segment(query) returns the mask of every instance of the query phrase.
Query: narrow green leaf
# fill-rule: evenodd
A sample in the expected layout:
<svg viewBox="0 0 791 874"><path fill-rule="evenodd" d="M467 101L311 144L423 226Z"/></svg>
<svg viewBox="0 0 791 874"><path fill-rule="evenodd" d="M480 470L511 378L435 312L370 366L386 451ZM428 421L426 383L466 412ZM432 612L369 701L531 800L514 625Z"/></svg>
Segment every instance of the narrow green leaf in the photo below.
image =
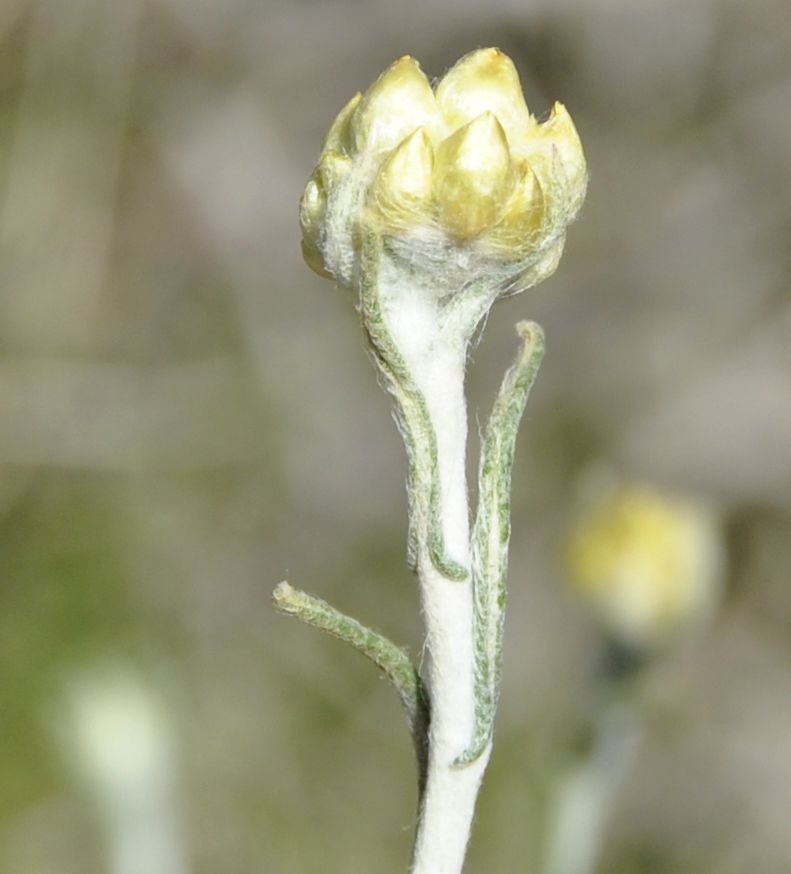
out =
<svg viewBox="0 0 791 874"><path fill-rule="evenodd" d="M486 428L473 529L475 729L457 765L474 762L491 740L500 694L511 472L519 423L544 357L544 334L535 322L516 326L522 346L506 372Z"/></svg>
<svg viewBox="0 0 791 874"><path fill-rule="evenodd" d="M292 588L287 582L275 588L272 600L280 613L296 616L307 625L345 641L385 674L401 699L422 768L428 729L428 697L408 653L379 632L341 613L321 598Z"/></svg>
<svg viewBox="0 0 791 874"><path fill-rule="evenodd" d="M400 350L387 329L379 300L378 264L382 241L369 232L363 241L360 310L376 363L385 375L388 389L396 402L396 421L404 439L409 460L407 490L410 496L410 528L407 560L413 570L417 564L418 544L428 545L434 567L447 579L461 582L469 576L467 568L447 555L442 534L441 495L437 437L423 393L415 383ZM427 532L421 537L420 523Z"/></svg>

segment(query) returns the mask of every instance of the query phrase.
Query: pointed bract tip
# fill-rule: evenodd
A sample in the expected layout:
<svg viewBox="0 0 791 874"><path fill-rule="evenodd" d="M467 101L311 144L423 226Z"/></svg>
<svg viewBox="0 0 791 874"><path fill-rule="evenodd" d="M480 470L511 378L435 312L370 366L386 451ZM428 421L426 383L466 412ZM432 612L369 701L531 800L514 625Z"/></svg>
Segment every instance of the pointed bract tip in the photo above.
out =
<svg viewBox="0 0 791 874"><path fill-rule="evenodd" d="M445 229L471 239L499 218L511 193L514 174L502 125L485 112L439 147L435 194Z"/></svg>
<svg viewBox="0 0 791 874"><path fill-rule="evenodd" d="M324 137L324 142L321 146L322 152L334 150L344 154L349 154L352 151L350 121L354 110L357 109L357 105L362 100L362 97L363 95L358 91L337 114L337 116L335 116L335 121L330 125L330 129L327 131L327 136Z"/></svg>
<svg viewBox="0 0 791 874"><path fill-rule="evenodd" d="M499 49L478 49L458 61L437 85L437 103L451 130L489 110L517 145L530 129L530 113L513 61Z"/></svg>
<svg viewBox="0 0 791 874"><path fill-rule="evenodd" d="M358 152L393 149L421 125L439 136L442 118L420 64L404 55L371 85L355 109L354 146Z"/></svg>
<svg viewBox="0 0 791 874"><path fill-rule="evenodd" d="M426 220L431 202L434 149L419 127L394 149L369 193L369 203L391 233L410 230Z"/></svg>

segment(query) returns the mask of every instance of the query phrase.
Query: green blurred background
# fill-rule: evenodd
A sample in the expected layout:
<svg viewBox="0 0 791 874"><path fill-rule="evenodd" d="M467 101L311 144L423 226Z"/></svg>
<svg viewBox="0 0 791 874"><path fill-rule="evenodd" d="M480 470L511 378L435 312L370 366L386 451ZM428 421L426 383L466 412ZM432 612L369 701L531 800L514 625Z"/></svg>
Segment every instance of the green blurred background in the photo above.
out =
<svg viewBox="0 0 791 874"><path fill-rule="evenodd" d="M419 652L403 449L296 209L351 94L481 45L569 107L591 184L470 372L474 435L543 324L468 870L531 871L597 658L560 544L604 463L714 505L729 571L650 669L601 870L791 871L788 0L0 0L0 874L116 871L77 736L114 694L145 737L102 743L134 777L150 741L172 825L139 874L405 869L395 696L270 607L287 576Z"/></svg>

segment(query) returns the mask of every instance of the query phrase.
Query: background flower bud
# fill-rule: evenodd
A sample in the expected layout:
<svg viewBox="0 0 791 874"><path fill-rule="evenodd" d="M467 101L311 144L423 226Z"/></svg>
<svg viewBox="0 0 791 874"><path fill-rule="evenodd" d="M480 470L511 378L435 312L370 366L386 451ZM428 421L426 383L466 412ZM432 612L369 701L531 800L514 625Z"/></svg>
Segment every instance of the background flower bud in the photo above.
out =
<svg viewBox="0 0 791 874"><path fill-rule="evenodd" d="M704 507L646 486L599 494L568 544L571 584L619 642L650 649L708 615L721 547Z"/></svg>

WHAT YOU SHOULD DO: Output every entry verbatim. Pictures do not belong in the copy.

SOLUTION TO THIS EXERCISE:
segment(query) returns the mask of every instance of the query phrase.
Query: narrow green leaf
# fill-rule: evenodd
A sample in the expected layout:
<svg viewBox="0 0 791 874"><path fill-rule="evenodd" d="M467 101L311 144L423 226Z"/></svg>
<svg viewBox="0 0 791 874"><path fill-rule="evenodd" d="M480 470L511 378L435 312L370 366L386 451ZM428 421L426 383L466 412ZM432 612L369 701L531 800L514 625Z"/></svg>
Segment every instance of the narrow green leaf in the photo below.
image =
out =
<svg viewBox="0 0 791 874"><path fill-rule="evenodd" d="M486 428L473 529L475 729L457 765L474 762L491 740L500 694L511 472L519 423L544 357L544 334L535 322L516 326L522 346L506 372Z"/></svg>
<svg viewBox="0 0 791 874"><path fill-rule="evenodd" d="M292 588L287 582L275 588L272 600L280 613L296 616L307 625L345 641L385 674L401 699L422 768L428 729L428 697L408 653L379 632L341 613L321 598Z"/></svg>
<svg viewBox="0 0 791 874"><path fill-rule="evenodd" d="M400 350L387 329L379 300L378 264L382 241L369 232L363 241L360 310L376 363L385 375L388 389L396 402L396 421L404 439L409 460L407 490L410 496L410 528L407 560L413 570L417 564L418 544L428 545L434 567L447 579L461 582L469 576L467 568L447 555L442 534L441 495L437 437L423 393L415 383ZM427 532L421 537L420 523Z"/></svg>

segment(query) returns the mask of every instance of the query phrase.
Query: pointed bract tip
# fill-rule: evenodd
A sample in the expected layout:
<svg viewBox="0 0 791 874"><path fill-rule="evenodd" d="M467 101L311 144L423 226Z"/></svg>
<svg viewBox="0 0 791 874"><path fill-rule="evenodd" d="M480 470L511 378L435 312L370 366L386 451ZM428 421L426 383L466 412ZM432 612L369 701L531 800L514 625Z"/></svg>
Segment every instance of the pointed bract tip in the photo above.
out =
<svg viewBox="0 0 791 874"><path fill-rule="evenodd" d="M445 229L471 239L499 218L511 193L514 174L502 125L485 112L439 147L435 194Z"/></svg>
<svg viewBox="0 0 791 874"><path fill-rule="evenodd" d="M324 137L324 142L321 146L322 152L334 150L344 154L349 154L352 151L350 121L354 110L357 109L357 105L362 100L362 97L363 95L358 91L337 114L337 116L335 116L335 121L330 125L330 129L327 131L327 136Z"/></svg>
<svg viewBox="0 0 791 874"><path fill-rule="evenodd" d="M499 49L478 49L458 61L437 85L437 103L451 130L489 110L517 145L530 129L530 113L513 61Z"/></svg>
<svg viewBox="0 0 791 874"><path fill-rule="evenodd" d="M358 152L393 149L421 125L439 136L442 118L420 64L404 55L371 85L355 109L354 146Z"/></svg>
<svg viewBox="0 0 791 874"><path fill-rule="evenodd" d="M426 220L431 202L434 149L419 127L394 149L369 193L369 203L391 233L410 230Z"/></svg>

segment(query) returns the mask of every instance of the query phrase.
Query: green blurred background
# fill-rule: evenodd
A sample in the expected layout:
<svg viewBox="0 0 791 874"><path fill-rule="evenodd" d="M467 101L311 144L423 226Z"/></svg>
<svg viewBox="0 0 791 874"><path fill-rule="evenodd" d="M480 470L511 378L435 312L370 366L386 451ZM428 421L426 383L466 412ZM432 612L369 701L531 800L514 625Z"/></svg>
Segment every instance of the green blurred background in the photo above.
out =
<svg viewBox="0 0 791 874"><path fill-rule="evenodd" d="M419 652L403 449L296 209L351 94L481 45L569 107L591 184L470 372L474 435L543 324L468 870L531 871L597 658L560 544L604 463L714 505L729 571L650 669L601 870L791 871L788 0L0 0L0 874L116 871L77 736L114 694L145 737L102 743L134 777L150 741L172 825L139 874L405 869L395 696L270 607L287 576Z"/></svg>

segment(query) returns the mask of every instance of the query phrase.
Query: background flower bud
# fill-rule: evenodd
A sample in the expected layout:
<svg viewBox="0 0 791 874"><path fill-rule="evenodd" d="M467 101L311 144L423 226Z"/></svg>
<svg viewBox="0 0 791 874"><path fill-rule="evenodd" d="M480 470L511 378L435 312L370 366L386 451ZM428 421L426 383L466 412ZM432 612L369 701L531 800L514 625Z"/></svg>
Segment every instance of the background flower bud in the photo above.
out =
<svg viewBox="0 0 791 874"><path fill-rule="evenodd" d="M704 507L646 486L599 494L568 544L571 584L619 642L650 649L708 615L721 547Z"/></svg>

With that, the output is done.